● **PROBLEM TO SOLVE**
Give back the data in full. Leave nothing out.

● **Stored data entries**
▬▬▬

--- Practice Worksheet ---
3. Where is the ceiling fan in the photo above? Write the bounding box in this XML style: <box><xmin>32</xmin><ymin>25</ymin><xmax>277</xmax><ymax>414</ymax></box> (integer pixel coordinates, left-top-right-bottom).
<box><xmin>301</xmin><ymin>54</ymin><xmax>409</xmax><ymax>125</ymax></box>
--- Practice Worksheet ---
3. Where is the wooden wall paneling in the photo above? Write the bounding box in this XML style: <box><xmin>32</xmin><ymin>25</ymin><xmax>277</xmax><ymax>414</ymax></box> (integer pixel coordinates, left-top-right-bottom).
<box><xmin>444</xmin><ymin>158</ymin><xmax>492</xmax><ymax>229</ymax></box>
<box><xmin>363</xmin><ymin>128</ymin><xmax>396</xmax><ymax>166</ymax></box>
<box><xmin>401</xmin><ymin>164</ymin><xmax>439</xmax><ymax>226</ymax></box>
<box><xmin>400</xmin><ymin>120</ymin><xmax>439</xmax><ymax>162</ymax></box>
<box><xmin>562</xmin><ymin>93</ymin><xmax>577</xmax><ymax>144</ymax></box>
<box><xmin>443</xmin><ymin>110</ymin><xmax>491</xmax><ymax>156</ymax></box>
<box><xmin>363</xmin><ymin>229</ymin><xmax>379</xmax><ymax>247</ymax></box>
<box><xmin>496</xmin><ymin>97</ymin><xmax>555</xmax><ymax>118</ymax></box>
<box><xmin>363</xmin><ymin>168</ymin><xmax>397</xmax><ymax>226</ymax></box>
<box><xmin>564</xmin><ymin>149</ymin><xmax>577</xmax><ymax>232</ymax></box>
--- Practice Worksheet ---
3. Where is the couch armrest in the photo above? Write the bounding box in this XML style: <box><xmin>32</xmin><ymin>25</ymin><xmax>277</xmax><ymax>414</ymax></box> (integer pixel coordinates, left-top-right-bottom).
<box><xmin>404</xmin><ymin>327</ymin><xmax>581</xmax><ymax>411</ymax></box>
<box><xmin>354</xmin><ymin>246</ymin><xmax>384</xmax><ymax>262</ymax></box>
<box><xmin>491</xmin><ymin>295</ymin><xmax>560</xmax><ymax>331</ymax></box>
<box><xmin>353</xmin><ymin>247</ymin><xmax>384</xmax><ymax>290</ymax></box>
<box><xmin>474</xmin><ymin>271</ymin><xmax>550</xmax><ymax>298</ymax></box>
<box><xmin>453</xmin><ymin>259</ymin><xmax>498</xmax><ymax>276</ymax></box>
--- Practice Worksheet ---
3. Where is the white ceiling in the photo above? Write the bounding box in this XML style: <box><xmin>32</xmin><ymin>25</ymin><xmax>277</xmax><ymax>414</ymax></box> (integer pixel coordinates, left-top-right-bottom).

▬▬▬

● **OUTPUT FOR THIS EXERCISE**
--- Practice Worksheet ---
3. Where is the ceiling fan in the photo above? Write the bounding box in this XML style: <box><xmin>32</xmin><ymin>25</ymin><xmax>277</xmax><ymax>414</ymax></box> (integer pixel coordinates, left-top-right-bottom).
<box><xmin>301</xmin><ymin>54</ymin><xmax>409</xmax><ymax>125</ymax></box>
--- Practice Worksheet ---
3. Where is the wooden wall paneling in the photo above? Write the bounding box in this XML style: <box><xmin>32</xmin><ymin>25</ymin><xmax>277</xmax><ymax>414</ymax></box> (integer pixel coordinates, left-top-right-bottom).
<box><xmin>444</xmin><ymin>158</ymin><xmax>492</xmax><ymax>229</ymax></box>
<box><xmin>363</xmin><ymin>128</ymin><xmax>396</xmax><ymax>166</ymax></box>
<box><xmin>401</xmin><ymin>164</ymin><xmax>439</xmax><ymax>226</ymax></box>
<box><xmin>400</xmin><ymin>120</ymin><xmax>439</xmax><ymax>162</ymax></box>
<box><xmin>562</xmin><ymin>93</ymin><xmax>577</xmax><ymax>144</ymax></box>
<box><xmin>443</xmin><ymin>110</ymin><xmax>491</xmax><ymax>156</ymax></box>
<box><xmin>363</xmin><ymin>229</ymin><xmax>379</xmax><ymax>247</ymax></box>
<box><xmin>496</xmin><ymin>97</ymin><xmax>555</xmax><ymax>118</ymax></box>
<box><xmin>363</xmin><ymin>168</ymin><xmax>397</xmax><ymax>226</ymax></box>
<box><xmin>564</xmin><ymin>149</ymin><xmax>577</xmax><ymax>232</ymax></box>
--- Practice Worksheet ---
3. Where is the couch armrest in the photo above? Write the bounding box in this XML style: <box><xmin>32</xmin><ymin>25</ymin><xmax>277</xmax><ymax>414</ymax></box> (integer pixel coordinates, left-top-right-bottom).
<box><xmin>404</xmin><ymin>327</ymin><xmax>581</xmax><ymax>411</ymax></box>
<box><xmin>354</xmin><ymin>246</ymin><xmax>384</xmax><ymax>262</ymax></box>
<box><xmin>491</xmin><ymin>295</ymin><xmax>560</xmax><ymax>331</ymax></box>
<box><xmin>353</xmin><ymin>247</ymin><xmax>384</xmax><ymax>290</ymax></box>
<box><xmin>474</xmin><ymin>271</ymin><xmax>550</xmax><ymax>298</ymax></box>
<box><xmin>453</xmin><ymin>259</ymin><xmax>498</xmax><ymax>276</ymax></box>
--- Practice Worksheet ---
3. Where is the white ceiling in the photo above? Write the bounding box in this XML style: <box><xmin>32</xmin><ymin>25</ymin><xmax>277</xmax><ymax>414</ymax></box> (integer pixel coordinates, left-top-right-bottom).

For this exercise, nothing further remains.